* _SET EXERCISE 1_:
Answer these questions from the passage on investment bank supervision:
(a) What two things does the law not require investment bank holding companies to do on a consolidated basis?
(b) How often is funding and liquidity information currently being obtained for all CSEs?
(c) Under what standard will the CSEs compute the capital ratios they publicly disclose?
* _SET EXERCISE 2_: Write the next part of the passage on investment bank supervision, starting after its final line.

* _SOURCE EXCERPT_:
-- BEGIN --

"There is simply no provision in the law that requires investment bank holding companies to compute capital measures or to maintain liquidity on a consolidated basis. Nor does the law provide for a consolidated supervisor that is knowledgeable in their core securities business, and that would be recognized for this purpose by international regulators.
... At the same time, without waiting for new internationally accepted standards, the Division of Trading and Markets has strengthened the liquidity requirements for CSE firms relative to their unsecured funding needs. They are closely scrutinizing the secured funding activities of each CSE firm, with a view to lengthening the average term of secured and unsecured funding arrangements. And they are currently obtaining funding and liquidity information for all CSEs on a daily basis, and discussing with CSEs the amount of excess secured funding capacity for less-liquid positions. There will also be more disclosure of actual capital and liquidity positions of the CSE firms in terms that the market can readily understand and digest. The CSEs will institute public disclosure of their capital ratios computed under the Basel Standard later this year, and then phase in additional disclosure related to concentration of exposures."
Ding ding ding ding ding.

-- END --

(Image boundary annotation data)
-- BEGIN --

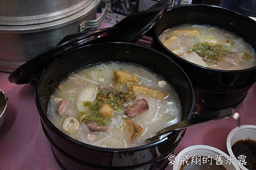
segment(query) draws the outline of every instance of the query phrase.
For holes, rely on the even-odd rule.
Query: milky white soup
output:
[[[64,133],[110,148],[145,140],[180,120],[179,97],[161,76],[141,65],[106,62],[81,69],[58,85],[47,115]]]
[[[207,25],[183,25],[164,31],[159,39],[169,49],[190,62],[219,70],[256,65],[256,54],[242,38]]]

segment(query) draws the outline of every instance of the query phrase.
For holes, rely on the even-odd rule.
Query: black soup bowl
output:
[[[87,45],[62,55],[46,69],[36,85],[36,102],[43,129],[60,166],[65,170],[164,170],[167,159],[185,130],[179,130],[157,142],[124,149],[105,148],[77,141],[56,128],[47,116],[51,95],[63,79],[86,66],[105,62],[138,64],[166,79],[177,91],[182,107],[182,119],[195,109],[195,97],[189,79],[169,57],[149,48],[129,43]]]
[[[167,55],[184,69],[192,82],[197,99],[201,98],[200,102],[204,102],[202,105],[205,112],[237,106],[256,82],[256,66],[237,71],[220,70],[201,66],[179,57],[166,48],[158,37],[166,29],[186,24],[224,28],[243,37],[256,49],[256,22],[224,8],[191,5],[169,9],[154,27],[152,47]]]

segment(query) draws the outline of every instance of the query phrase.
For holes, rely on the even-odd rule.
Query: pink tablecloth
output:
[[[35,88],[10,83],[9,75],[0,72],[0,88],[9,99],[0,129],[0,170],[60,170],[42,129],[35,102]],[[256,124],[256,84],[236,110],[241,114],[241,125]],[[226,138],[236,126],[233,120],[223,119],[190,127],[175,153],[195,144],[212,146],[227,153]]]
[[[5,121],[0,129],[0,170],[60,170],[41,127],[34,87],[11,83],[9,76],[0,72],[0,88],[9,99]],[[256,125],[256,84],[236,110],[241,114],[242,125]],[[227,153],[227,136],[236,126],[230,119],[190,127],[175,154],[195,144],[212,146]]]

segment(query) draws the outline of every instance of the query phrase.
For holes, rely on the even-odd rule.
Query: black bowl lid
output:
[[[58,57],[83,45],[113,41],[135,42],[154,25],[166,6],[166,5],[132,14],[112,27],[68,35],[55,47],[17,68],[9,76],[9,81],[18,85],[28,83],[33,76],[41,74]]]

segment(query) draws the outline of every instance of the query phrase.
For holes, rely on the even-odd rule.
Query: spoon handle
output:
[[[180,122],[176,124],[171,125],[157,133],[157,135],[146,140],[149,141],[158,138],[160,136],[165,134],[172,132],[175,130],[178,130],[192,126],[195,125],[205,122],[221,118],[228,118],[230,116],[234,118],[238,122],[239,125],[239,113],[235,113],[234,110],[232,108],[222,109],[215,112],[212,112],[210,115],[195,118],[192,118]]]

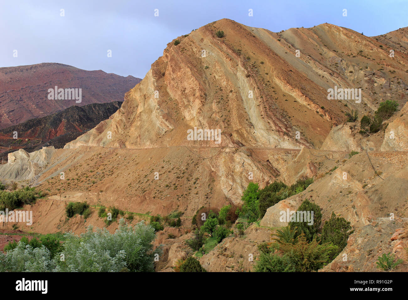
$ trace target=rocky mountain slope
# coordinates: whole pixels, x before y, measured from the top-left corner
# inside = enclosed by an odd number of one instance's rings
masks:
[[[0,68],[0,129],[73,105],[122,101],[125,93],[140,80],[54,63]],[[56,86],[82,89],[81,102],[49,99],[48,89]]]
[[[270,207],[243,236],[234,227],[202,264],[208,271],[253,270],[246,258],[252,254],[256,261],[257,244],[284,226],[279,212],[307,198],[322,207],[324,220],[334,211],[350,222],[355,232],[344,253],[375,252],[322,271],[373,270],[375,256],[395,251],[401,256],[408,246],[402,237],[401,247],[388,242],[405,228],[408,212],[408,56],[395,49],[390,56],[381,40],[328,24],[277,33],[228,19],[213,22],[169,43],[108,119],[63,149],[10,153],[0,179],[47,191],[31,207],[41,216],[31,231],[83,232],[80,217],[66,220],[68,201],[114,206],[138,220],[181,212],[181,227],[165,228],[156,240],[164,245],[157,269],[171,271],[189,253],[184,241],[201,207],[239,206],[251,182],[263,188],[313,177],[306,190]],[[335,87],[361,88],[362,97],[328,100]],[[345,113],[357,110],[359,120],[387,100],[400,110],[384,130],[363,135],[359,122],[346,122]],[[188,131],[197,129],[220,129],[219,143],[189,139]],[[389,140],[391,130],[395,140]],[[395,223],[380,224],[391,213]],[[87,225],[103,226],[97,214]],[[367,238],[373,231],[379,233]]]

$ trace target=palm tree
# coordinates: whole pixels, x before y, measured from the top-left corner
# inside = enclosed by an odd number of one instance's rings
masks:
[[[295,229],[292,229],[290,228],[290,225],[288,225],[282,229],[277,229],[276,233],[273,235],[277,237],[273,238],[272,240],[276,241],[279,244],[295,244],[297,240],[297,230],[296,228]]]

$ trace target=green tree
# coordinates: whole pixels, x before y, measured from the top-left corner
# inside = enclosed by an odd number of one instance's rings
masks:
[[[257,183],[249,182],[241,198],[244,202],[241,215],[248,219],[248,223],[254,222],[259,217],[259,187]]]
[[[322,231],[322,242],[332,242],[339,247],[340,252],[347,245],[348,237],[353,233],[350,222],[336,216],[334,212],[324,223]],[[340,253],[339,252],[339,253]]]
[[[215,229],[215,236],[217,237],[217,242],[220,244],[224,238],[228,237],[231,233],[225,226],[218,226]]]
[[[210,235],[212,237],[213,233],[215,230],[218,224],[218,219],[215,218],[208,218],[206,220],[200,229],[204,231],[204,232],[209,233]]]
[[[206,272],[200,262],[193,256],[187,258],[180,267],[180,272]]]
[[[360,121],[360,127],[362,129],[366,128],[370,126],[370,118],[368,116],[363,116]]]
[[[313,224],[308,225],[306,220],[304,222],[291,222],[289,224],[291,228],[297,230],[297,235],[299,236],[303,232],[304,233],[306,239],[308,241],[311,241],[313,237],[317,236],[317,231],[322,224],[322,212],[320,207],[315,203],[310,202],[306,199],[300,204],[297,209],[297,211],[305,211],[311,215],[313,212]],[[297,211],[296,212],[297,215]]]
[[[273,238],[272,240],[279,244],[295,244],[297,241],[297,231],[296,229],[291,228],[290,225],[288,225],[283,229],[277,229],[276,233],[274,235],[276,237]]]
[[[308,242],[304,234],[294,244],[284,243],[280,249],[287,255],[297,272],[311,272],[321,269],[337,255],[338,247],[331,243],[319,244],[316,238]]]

-- END --

* _TASK ANSWER 1_:
(a) Compute capital measures and maintain liquidity.
(b) On a daily basis.
(c) The Basel Standard.

* _TASK ANSWER 2_:
Let me translate into one sentence:
"You're gonna have to tell us what you hold and how you're valuing it, and that is going to be publically disclosed."
That this resulted in a two hundred point selloff in the Dow, with every financial stock getting hit in unison when this ditty crossed the wire, says more about our capital markets than anyone can put into print.
It should wake every single member of Congress out of their somnolence right now.
If you don't get this, as investors, as regulators, as Congress, as President Bush, as Treasury Secretary Paulson, and as Chairman Bernanke, you're either blind, stupid or both.
Probably both.
The market has gone up over the last two months, since Bear Stearns was bailed out, because companies are lying and the "regulators" have been explicitly allowing them to lie.
"Data on capital and liquidity will be required this year 'in terms that the market can readily understand and digest,' Cox said in a speech today before the Securities Traders Association in Washington. The SEC already collects much of this information without giving it to the public, he said.
The five biggest Wall Street firms had their largest share-price declines in at least a month. Lehman Brothers Holdings Inc., the fourth-largest U.S. securities firm, led the way, losing $2.67, or 5.8 percent, to $43.64 as of $:31 p.m. in New York Stock Exchange trading."
There 'ya go, reported by the media - the threat of having to tell the truth resulted in the largest selloff in more than a month.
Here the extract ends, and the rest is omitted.